* Begin The data *
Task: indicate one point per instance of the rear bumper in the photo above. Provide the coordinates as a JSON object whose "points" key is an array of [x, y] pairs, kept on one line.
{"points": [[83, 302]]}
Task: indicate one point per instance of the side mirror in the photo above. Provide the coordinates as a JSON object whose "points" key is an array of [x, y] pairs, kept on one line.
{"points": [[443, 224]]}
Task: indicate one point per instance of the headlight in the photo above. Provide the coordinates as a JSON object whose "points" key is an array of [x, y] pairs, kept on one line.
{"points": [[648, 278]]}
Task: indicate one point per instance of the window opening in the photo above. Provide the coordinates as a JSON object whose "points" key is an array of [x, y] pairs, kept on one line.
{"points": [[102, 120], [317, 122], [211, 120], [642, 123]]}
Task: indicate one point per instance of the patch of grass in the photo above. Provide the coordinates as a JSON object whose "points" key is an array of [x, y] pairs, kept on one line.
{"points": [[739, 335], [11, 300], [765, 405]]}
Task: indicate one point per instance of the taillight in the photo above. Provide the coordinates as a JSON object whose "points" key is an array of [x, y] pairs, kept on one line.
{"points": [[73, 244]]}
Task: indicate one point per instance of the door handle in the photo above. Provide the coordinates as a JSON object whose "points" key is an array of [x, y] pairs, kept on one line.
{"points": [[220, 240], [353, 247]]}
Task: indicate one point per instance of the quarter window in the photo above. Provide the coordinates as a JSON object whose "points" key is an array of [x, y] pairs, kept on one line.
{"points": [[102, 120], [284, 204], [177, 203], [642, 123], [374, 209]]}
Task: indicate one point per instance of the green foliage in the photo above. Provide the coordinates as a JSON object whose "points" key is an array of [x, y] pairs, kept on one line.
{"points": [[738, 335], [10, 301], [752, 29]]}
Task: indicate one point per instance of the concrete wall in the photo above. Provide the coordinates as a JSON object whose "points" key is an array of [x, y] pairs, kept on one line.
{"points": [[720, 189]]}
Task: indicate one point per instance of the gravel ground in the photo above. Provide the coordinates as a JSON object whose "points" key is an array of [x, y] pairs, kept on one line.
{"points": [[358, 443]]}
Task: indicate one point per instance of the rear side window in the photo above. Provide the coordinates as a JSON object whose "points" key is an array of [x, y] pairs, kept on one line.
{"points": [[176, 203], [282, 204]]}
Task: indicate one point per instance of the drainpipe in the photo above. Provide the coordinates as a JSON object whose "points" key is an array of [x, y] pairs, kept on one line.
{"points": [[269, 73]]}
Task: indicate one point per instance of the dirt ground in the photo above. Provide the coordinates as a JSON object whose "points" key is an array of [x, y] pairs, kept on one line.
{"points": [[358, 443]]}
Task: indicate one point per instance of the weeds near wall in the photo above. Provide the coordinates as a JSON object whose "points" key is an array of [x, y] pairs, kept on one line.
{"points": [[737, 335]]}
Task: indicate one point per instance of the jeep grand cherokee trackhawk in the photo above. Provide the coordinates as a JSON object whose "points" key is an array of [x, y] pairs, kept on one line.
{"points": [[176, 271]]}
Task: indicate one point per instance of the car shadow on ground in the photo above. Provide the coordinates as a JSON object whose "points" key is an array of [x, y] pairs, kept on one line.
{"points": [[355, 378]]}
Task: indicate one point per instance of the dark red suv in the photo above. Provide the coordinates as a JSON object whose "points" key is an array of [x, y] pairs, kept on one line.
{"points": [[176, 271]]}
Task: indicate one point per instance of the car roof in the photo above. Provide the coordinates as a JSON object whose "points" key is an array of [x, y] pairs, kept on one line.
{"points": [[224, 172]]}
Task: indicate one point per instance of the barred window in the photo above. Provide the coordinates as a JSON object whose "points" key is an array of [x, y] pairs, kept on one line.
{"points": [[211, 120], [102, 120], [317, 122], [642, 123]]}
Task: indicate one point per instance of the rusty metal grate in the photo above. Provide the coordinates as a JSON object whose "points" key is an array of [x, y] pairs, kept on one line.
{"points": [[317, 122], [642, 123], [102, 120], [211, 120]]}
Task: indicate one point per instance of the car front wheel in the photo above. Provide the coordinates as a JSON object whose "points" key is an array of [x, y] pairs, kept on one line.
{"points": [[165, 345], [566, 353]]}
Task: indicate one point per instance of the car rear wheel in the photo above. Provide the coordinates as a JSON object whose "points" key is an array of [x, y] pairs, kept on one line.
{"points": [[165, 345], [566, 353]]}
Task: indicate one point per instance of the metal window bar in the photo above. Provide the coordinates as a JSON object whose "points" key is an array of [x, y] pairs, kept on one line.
* End The data *
### Written task
Please rewrite the rows above, replacing "kept on one line" with "written on a single line" everywhere and leaving everything else unchanged.

### Exercise result
Task: indicate one point per instance of the rear bumper in the photo above. Provide the coordinates as a JSON object whose "points" key is an array of [x, y] pairs, written on a single line.
{"points": [[83, 302]]}
Task: indicate one point per instance of the side mirror in the photo above. Provide the coordinates as a JSON object whose "points" key is an array of [x, y] pairs, written on a single line.
{"points": [[443, 224]]}
Task: indicate one point per instance of the headlight in the photo above. Provide the coordinates as a JSON object whose "points" key is an array of [x, y] pairs, written on a single line.
{"points": [[648, 278]]}
Task: indicate one point per instance of the window opening in the photo above. Provide the coordinates as a JSON object whose "points" key is an array of [x, y] pairs, written on a single line.
{"points": [[102, 120], [317, 122], [211, 120], [642, 123]]}
Task: indicate one point per instance of the patch of grass in the photo above. Provide the coordinates as a JSON object whose "points" key is an array of [x, y] pairs, written on a single line.
{"points": [[739, 335], [11, 300], [765, 405]]}
Task: indicate one point per instance of the taillight in the photo above. Provide the coordinates as a JSON object whose "points" key is an array of [x, y] pairs, written on a single line.
{"points": [[73, 244]]}
Task: indicate one point per instance of the door handle in the photo above. Provide the coordinates as a JSON object whose "points" key is an array of [x, y] pairs, written on a single line.
{"points": [[220, 240], [353, 247]]}
Task: indicate one point per instance of the quarter window in the photo above. Provide the coordinates as a JSON object whose "points" key is an array of [x, y] pairs, written on a single line.
{"points": [[102, 120], [284, 204], [177, 203], [642, 123], [374, 209]]}
Task: indicate one point per instance of the green foliage in the photo above. Provide the coordinates as a JSON object whose "points" key is an array of [x, y] pairs, written on a single line.
{"points": [[738, 335], [10, 301], [752, 29]]}
Task: indicate one point per instance of the concrete wall in the photo above. Provide the coordinates as a JSON object whose "points" key is an array of [x, y] pairs, written on a single line.
{"points": [[720, 189]]}
Task: indicate one point per instance of the gravel ground in the photo above. Provide the coordinates as a JSON object whose "points" key is an array of [x, y] pairs, written on a single line.
{"points": [[358, 443]]}
Task: indicate one point per instance of the rear side window in the photo above. Provide the coordinates as a JSON object whose "points" key is an array of [x, y] pairs, written on a single line.
{"points": [[176, 203], [282, 204]]}
Task: indicate one point per instance of the drainpipe in the photo above. Provide the coordinates as a JSON object whose "points" key is an array of [x, y] pairs, written on a single line.
{"points": [[269, 73]]}
Task: indicate one point per instance of the dirt ground in the photo above. Provide the coordinates as a JSON object whose "points" key is an array of [x, y] pairs, written on a single line.
{"points": [[358, 443]]}
Task: indicate one point per instance of the weeds near wall in the photo above. Provide the coordinates as a JSON object whose "points" key is an array of [x, y] pairs, written on a single line.
{"points": [[737, 335]]}
Task: indicate one point per instance of the jeep grand cherokee trackhawk in the photo above. Provide the coordinates as a JSON object whose "points" key is an array of [x, y] pairs, written on a single line.
{"points": [[176, 271]]}
Task: indicate one point per instance of the car shadow on ground in the photo above. Provide the coordinates as a JSON object whose "points" key is an array of [x, y] pairs, written on a single line.
{"points": [[355, 378]]}
Task: indicate one point per instance of the dark red suv in the photo above. Provide the coordinates as a JSON object whose "points" key is an array of [x, y] pairs, written on a single line.
{"points": [[176, 271]]}
Task: indicate one point per instance of the car roof in the photo above. Provide the coordinates as a JSON object whose "points" key is an array of [x, y] pairs, written on a single line.
{"points": [[224, 172]]}
Task: indicate one point per instance of the barred window in the photo above. Provide the coordinates as a JSON object whose "points" key is an array of [x, y] pairs, written on a single line.
{"points": [[211, 120], [102, 120], [317, 122], [642, 123]]}
Task: indicate one point per instance of the rusty metal grate in the photo above. Provide the coordinates as a JSON object whose "points" key is an array of [x, y] pairs, written on a single line.
{"points": [[317, 122], [642, 123], [102, 120], [211, 120]]}
Task: indicate one point per instance of the car front wheel in the photo above. Provide the coordinates as a JSON object whose "points" key is an array of [x, y] pairs, written on a single line.
{"points": [[165, 345], [566, 353]]}
Task: indicate one point per instance of the car rear wheel in the photo above. Provide the coordinates as a JSON object whose "points" key is an array of [x, y] pairs, written on a single line.
{"points": [[165, 345], [566, 353]]}
Task: indicate one point per instance of the metal window bar in the photo above. Provide the coordinates as a JSON object whose "points" key is an array of [x, y] pairs, written on a single line.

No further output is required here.